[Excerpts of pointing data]
◇ ◇ ◇ ◇ ◇

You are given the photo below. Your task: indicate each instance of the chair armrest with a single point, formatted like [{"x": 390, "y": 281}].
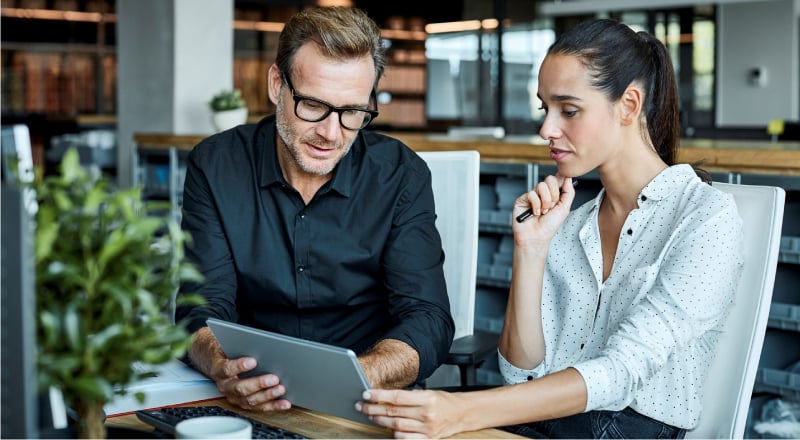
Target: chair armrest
[
  {"x": 472, "y": 349},
  {"x": 469, "y": 352}
]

◇ ◇ ◇ ◇ ◇

# [Do this]
Reproduce the material above word for word, leaving out the pictures.

# [Solution for this exercise]
You are given the photo below. Your task: indicate each instance of the chair armrest with a single point, formatted like [{"x": 390, "y": 281}].
Target: chair armrest
[
  {"x": 472, "y": 349},
  {"x": 469, "y": 352}
]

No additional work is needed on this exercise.